Alıştırma Metni:
━━━━━━━━━━━━━━━━━━━━━━━━━━━━━━
MNGIE, timidin fosforilazı (TP) kodlayan TYMP geninin mutasyonlarından kaynaklanır; gen, kromozom 22’nin (22q13.32-qter) uzun kolunun (q) ucuna (telomer) yakın bir yerde bulunur. İnsan hücrelerinin çekirdeğinde bulunan kromozomlar, her bireyin genetik bilgisini taşır. İnsan vücut hücrelerinde normalde 46 kromozom bulunur. İnsan kromozom çiftleri 1’den 22’ye kadar numaralandırılır ve cinsiyet kromozomları X ve Y olarak adlandırılır.

Erkeklerde bir X ve bir Y kromozomu, kadınlarda ise iki X kromozomu bulunur. Her kromozomun “p” ile gösterilen kısa bir kolu ve “q” ile gösterilen uzun bir kolu vardır. Kromozomlar ayrıca numaralandırılmış birçok banda bölünmüştür. Örneğin, “kromozom 22q13.32-qter”, kromozom 22’nin uzun kolunun uç kısmına (ter) ait 13 numaralı bantları ifade eder. Numaralandırılmış bantlar, her bir kromozomda bulunan binlerce genin konumunu belirtir.

TYMP geni, vücuttaki belirli kimyasal bileşiklerin (nükleosidler) parçalanması ve dönüştürülmesi için gerekli bir enzim olan timidin fosforilazın üretimi için talimatlar (kodlar) içerir. TP genindeki mutasyonlar, vücut hücrelerinde ve dokularında timidin fosforilazın çok düşük aktivitesine neden olur. TP enziminin eksikliği vücutta anormal derecede yüksek nükleozid, deoksiüridin ve timidin seviyelerine neden olur. 

Araştırmacılar, yüksek düzeydeki timidin hasarının veya mitokondriyal DNA replikasyonunu, onarımını veya her ikisini birden bozduğuna inanıyor. MNGIE’li bireylerde mitokondriyal DNA kusurları (örneğin tükenmeler, silinmeler, kopyalar) bulunur. Mitokondriyal DNA yaşam boyunca sürekli olarak onarılır ve çoğalır; bu nedenle etkilenen bireylerin yaşlandıkça mitokondriyal DNA’da ek anormallikler biriktirdiğine inanılır.

Ayrıntılı bir hasta öyküsü, kapsamlı bir klinik değerlendirme, karakteristik bulguların tanımlanması ve kan testleri veya manyetik rezonans görüntüleme (MRI) gibi çeşitli özel testlere dayanarak MNGIE tanısından şüphelenilir. Kan testleri laktik asidin yükseldiğini ortaya çıkarabilir. MRI, belirli organların ve vücut dokularının kesit görüntülerini üretmek için manyetik alan ve radyo dalgalarını kullanır. MNGIE’li bireylerde asemptomatik lökoensefalopatiyi göstermek için kullanılır.

MNGIE tanısı, beyaz kan hücreleri (lökositler) ve trombositleri içeren buffycoat’ta düşük TP enzim aktivitesinin gösterilmesiyle veya timidin ve deoksiüridin nükleosidlerinin yüksek plazma seviyelerinin tespit edilmesiyle biyokimyasal olarak doğrulanabilir. Alternatif olarak tanı, deoksiribonükleik asit (DNA) incelemesinin MNGIE ile ilişkili spesifik genetik mutasyonları ortaya çıkardığı moleküler genetik test yoluyla doğrulanabilir.
━━━━━━━━━━━━━━━━━━━━━━━━━━━━━━
Veri Alıntıları:
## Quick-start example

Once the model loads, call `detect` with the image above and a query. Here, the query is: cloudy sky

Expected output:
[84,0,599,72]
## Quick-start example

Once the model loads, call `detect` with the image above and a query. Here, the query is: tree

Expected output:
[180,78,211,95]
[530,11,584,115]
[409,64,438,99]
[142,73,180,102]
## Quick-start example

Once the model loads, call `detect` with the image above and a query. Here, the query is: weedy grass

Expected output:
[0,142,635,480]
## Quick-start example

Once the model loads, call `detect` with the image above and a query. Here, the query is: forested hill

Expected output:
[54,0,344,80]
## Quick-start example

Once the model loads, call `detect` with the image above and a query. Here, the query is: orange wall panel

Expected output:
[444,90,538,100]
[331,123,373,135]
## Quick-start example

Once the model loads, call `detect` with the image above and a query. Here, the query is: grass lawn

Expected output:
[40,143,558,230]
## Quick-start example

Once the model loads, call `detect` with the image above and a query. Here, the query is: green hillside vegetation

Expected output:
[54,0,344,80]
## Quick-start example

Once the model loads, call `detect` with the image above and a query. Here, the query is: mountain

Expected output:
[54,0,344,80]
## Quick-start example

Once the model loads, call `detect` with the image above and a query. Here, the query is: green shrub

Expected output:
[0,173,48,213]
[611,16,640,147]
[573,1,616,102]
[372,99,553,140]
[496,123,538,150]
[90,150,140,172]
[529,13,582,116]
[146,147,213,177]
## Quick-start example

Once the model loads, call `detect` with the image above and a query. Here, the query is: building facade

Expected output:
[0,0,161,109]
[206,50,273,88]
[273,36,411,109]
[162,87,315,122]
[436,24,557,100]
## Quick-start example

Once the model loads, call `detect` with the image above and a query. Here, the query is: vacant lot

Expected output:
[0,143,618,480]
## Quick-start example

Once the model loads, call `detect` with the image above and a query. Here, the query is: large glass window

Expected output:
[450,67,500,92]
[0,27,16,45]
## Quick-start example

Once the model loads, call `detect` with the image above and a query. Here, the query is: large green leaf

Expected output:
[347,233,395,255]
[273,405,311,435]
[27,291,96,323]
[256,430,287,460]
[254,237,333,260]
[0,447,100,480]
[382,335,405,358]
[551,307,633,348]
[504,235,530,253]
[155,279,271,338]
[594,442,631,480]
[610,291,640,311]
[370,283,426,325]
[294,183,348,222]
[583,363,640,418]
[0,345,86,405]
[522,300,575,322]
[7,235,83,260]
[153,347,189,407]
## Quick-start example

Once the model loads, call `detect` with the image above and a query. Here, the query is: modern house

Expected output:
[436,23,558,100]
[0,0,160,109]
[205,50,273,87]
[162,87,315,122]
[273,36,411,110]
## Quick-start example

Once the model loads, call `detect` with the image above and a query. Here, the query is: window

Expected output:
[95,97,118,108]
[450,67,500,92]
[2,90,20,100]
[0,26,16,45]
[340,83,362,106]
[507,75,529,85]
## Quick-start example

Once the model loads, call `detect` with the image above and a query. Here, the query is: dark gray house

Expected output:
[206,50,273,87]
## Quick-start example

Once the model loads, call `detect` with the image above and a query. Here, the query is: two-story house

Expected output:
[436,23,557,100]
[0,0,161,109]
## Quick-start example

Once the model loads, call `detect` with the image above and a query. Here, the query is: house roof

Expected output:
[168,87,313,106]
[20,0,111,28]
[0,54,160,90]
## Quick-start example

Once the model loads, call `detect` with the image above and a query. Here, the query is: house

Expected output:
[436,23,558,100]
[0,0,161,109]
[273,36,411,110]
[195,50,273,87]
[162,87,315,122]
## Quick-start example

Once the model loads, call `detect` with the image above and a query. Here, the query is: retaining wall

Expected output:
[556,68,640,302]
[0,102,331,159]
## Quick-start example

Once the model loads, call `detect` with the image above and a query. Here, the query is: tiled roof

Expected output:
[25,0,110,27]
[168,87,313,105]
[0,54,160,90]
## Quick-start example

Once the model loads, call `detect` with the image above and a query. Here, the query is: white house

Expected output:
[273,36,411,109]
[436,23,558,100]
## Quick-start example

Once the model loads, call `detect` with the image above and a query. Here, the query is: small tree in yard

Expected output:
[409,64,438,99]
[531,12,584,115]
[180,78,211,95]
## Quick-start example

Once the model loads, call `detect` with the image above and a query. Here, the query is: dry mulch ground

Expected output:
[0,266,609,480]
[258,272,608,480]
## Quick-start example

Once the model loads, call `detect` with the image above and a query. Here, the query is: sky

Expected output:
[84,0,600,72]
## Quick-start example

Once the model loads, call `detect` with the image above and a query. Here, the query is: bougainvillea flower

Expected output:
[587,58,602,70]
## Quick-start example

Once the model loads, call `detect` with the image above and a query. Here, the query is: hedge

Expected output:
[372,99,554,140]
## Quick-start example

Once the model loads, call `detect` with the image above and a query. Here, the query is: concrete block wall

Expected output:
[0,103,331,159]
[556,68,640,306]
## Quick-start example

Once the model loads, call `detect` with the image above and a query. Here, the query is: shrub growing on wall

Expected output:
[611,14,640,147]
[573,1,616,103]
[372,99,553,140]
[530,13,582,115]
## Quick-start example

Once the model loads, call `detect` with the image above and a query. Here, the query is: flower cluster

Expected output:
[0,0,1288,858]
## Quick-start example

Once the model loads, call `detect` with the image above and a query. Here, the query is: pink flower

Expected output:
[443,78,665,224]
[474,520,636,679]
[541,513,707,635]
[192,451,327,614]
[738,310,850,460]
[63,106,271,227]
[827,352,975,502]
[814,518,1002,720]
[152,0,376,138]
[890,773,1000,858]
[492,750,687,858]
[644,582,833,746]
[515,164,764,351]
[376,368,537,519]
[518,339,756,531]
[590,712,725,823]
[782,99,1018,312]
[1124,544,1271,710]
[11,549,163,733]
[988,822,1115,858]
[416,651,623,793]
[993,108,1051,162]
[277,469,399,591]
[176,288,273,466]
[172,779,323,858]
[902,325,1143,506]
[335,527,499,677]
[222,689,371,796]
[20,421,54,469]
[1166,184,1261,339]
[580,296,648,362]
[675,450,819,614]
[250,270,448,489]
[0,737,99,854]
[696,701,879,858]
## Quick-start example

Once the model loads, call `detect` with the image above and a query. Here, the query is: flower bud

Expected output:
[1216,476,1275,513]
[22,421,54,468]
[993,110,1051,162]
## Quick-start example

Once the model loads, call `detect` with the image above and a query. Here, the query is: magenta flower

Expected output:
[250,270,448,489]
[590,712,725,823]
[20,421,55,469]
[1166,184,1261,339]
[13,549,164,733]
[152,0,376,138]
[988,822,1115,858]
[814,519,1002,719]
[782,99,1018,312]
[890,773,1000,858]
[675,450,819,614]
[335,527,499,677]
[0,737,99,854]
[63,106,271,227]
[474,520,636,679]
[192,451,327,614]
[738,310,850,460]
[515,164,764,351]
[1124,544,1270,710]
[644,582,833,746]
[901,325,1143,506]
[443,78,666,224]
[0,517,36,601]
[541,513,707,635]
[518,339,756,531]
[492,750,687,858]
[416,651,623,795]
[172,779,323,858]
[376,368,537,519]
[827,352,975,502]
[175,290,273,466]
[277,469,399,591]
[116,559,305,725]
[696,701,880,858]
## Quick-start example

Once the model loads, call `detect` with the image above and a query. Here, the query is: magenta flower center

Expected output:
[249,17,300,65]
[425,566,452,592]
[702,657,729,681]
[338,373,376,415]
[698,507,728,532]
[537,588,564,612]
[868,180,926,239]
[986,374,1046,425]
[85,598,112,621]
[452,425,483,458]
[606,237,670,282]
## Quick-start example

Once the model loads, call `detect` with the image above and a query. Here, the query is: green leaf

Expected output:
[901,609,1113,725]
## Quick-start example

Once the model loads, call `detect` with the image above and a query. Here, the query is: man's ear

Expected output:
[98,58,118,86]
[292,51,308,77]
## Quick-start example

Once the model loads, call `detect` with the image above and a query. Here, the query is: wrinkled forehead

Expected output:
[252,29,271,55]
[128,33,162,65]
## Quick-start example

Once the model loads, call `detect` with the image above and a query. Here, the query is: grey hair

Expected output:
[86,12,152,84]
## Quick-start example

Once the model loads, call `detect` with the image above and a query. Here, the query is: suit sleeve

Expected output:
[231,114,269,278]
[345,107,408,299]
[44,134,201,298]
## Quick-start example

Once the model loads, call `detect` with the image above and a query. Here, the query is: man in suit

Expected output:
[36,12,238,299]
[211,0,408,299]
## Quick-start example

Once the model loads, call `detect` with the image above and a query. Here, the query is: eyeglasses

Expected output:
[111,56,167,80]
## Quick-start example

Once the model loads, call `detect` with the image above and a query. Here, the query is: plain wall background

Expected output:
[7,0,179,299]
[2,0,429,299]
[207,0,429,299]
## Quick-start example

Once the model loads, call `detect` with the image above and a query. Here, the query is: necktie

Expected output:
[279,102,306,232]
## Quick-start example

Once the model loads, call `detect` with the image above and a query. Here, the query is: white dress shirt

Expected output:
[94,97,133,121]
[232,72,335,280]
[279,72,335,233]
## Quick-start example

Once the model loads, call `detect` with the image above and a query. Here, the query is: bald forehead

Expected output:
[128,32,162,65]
━━━━━━━━━━━━━━━━━━━━━━━━━━━━━━
Çalışma Soruları:
1 > MNGIE hakkındaki metne göre TYMP geni hangi kromozomun neresinde bulunur?
2 > Aşağıdaki ifadelerin MNGIE hakkındaki metinle uyuşup uyuşmadığını belirtin: (a) İnsan vücut hücrelerinde normalde 46 kromozom bulunur. (b) Bir kromozomun kısa kolu “q” ile gösterilir. (c) MRI, MNGIE’li bireylerde asemptomatik lökoensefalopatiyi göstermek için kullanılır.
3 > MNGIE hakkındaki metni, son cümlesinden sonra devam ederek sürdürün.

Alıştırma Cevapları:
1 > Kromozom 22’nin uzun kolunun ucuna yakın bir yerde (22q13.32-qter) bulunur.

2 >
(a) Evet: “İnsan vücut hücrelerinde normalde 46 kromozom bulunur.”
(b) Hayır: “Her kromozomun “p” ile gösterilen kısa bir kolu ve “q” ile gösterilen uzun bir kolu vardır.”
(c) Evet: “MNGIE’li bireylerde asemptomatik lökoensefalopatiyi göstermek için kullanılır.”

3 >
MNGIE tedavisi her bireyde belirgin olan spesifik semptomlara yöneliktir. Tedavi, uzmanlardan oluşan bir ekibin koordineli çabalarını gerektirebilir. Çocuk doktorları, dahiliye uzmanları, gastroenterologlar, nörologlar, cerrahlar, kardiyologlar, diş uzmanları, konuşma patologları, işitme sorunlarını değerlendiren ve tedavi eden uzmanlar (odyologlar), göz uzmanları ve diğerlerinin, etkilenen bir hastanın tedavisini sistematik ve kapsamlı bir şekilde planlaması gerekebilir.

Spesifik tedaviler, bulantı ve kusmaya yönelik ilaç tedavilerini ve ağrı gibi sinir fonksiyon bozukluğuna (nöropati) ikincil semptomlara yönelik ilaç tedavilerini içerebilir. Gastrointestinal sistemin belirli organlarını (karın iç organları) etkileyen ağrı, çölyak pleksus nörolizi olarak bilinen bir prosedürle tedavi edilebilir. Bu işlem sırasında sinir uyarıları geçici olarak kesilerek ağrı azaltılır.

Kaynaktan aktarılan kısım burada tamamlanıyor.